* BEGIN TEXT SHOWN *

[PATCH v3 00/15] mm/memory: optimize fork() with PTE-mapped THP

David Hildenbrand david at redhat.com
Thu Feb 1 02:05:01 AEDT 2024


On 31.01.24 16:02, Ryan Roberts wrote:
> On 31/01/2024 14:29, David Hildenbrand wrote:
>>>> Note that regarding NUMA effects, I mean when some memory access within the same
>>>> socket is faster/slower even with only a single node. On AMD EPYC that's
>>>> possible, depending on which core you are running and on which memory controller
>>>> the memory you want to access is located. If both are in different quadrants
>>>> IIUC, the access latency will be different.
>>>
>>> I've configured the NUMA to only bring the RAM and CPUs for a single socket
>>> online, so I shouldn't be seeing any of these effects. Anyway, I've been using
>>> the Altra as a secondary because its so much slower than the M2. Let me move
>>> over to it and see if everything looks more straightforward there.
>>
>> Better use a system where people will actually run Linux production workloads
>> on, even if it is slower :)
>>
>> [...]
>>
>>>>>
>>>>> I'll continue to mess around with it until the end of the day. But I'm not
>>>>> making any headway, then I'll change tack; I'll just measure the performance of
>>>>> my contpte changes using your fork/zap stuff as the baseline and post based on
>>>>> that.
>>>>
>>>> You should likely not focus on M2 results. Just pick a representative bare metal
>>>> machine where you get consistent, explainable results.
>>>>
>>>> Nothing in the code is fine-tuned for a particular architecture so far, only
>>>> order-0 handling is kept separate.

* END TEXT SHOWN *
* BEGIN RECORDS PROVIDED *

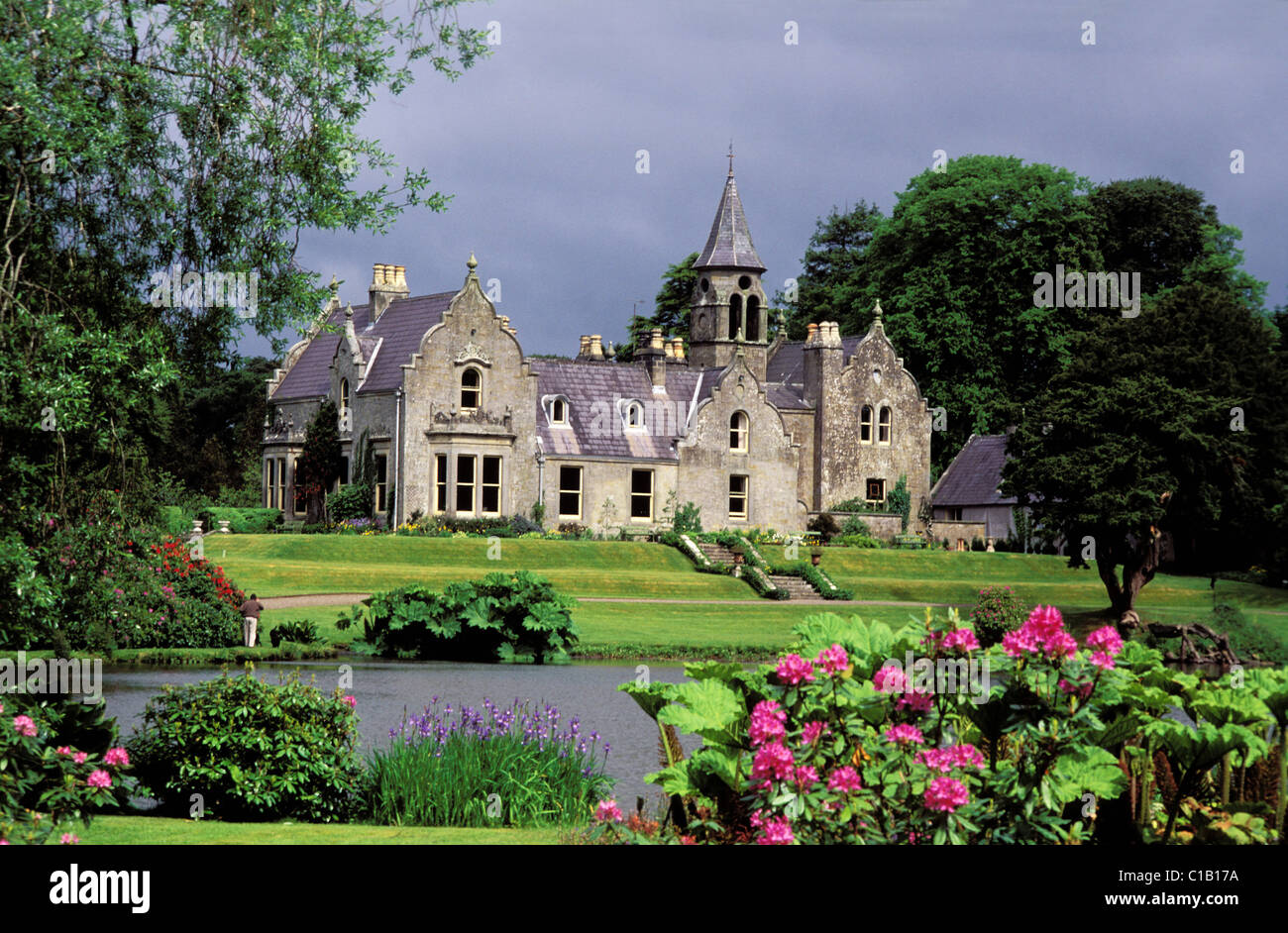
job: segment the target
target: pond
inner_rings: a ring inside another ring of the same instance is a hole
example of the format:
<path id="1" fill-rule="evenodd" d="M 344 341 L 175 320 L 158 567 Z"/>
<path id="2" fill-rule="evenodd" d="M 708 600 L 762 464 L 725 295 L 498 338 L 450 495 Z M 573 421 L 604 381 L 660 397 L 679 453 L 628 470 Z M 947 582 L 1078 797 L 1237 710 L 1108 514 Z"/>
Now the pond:
<path id="1" fill-rule="evenodd" d="M 648 809 L 653 808 L 653 800 L 661 799 L 661 791 L 644 782 L 644 775 L 658 770 L 657 726 L 635 700 L 617 690 L 620 683 L 635 679 L 636 663 L 545 667 L 344 658 L 260 663 L 255 665 L 255 673 L 268 683 L 277 683 L 299 670 L 300 679 L 309 682 L 312 677 L 319 690 L 330 692 L 339 683 L 341 664 L 352 668 L 353 686 L 345 692 L 358 700 L 358 735 L 363 753 L 388 748 L 389 730 L 402 723 L 403 710 L 420 713 L 433 696 L 439 697 L 439 708 L 452 704 L 453 718 L 462 704 L 480 707 L 488 697 L 507 707 L 518 697 L 520 703 L 531 700 L 538 709 L 542 703 L 550 703 L 558 707 L 564 722 L 578 717 L 582 734 L 596 731 L 604 736 L 612 745 L 607 770 L 617 779 L 614 794 L 623 811 L 634 808 L 636 797 L 645 798 Z M 143 708 L 161 692 L 164 685 L 196 683 L 219 673 L 218 668 L 106 665 L 103 697 L 107 712 L 116 717 L 121 735 L 126 736 L 142 723 Z M 229 668 L 229 673 L 240 673 L 240 669 Z M 685 679 L 680 667 L 649 665 L 649 676 L 654 681 Z M 693 736 L 684 736 L 681 741 L 685 750 L 701 744 Z"/>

* END RECORDS PROVIDED *

WHAT NEEDS TO BE DONE
Copy out the passage of the mailing list message that begins with "David Hildenbrand david" and ends with "will be different.", switching "AMD EPYC" to "Intel Xeon". The entries have nothing to do with this.

CORRECT ANSWER
David Hildenbrand david at redhat.com
Thu Feb 1 02:05:01 AEDT 2024


On 31.01.24 16:02, Ryan Roberts wrote:
> On 31/01/2024 14:29, David Hildenbrand wrote:
>>>> Note that regarding NUMA effects, I mean when some memory access within the same
>>>> socket is faster/slower even with only a single node. On Intel Xeon that's
>>>> possible, depending on which core you are running and on which memory controller
>>>> the memory you want to access is located. If both are in different quadrants
>>>> IIUC, the access latency will be different.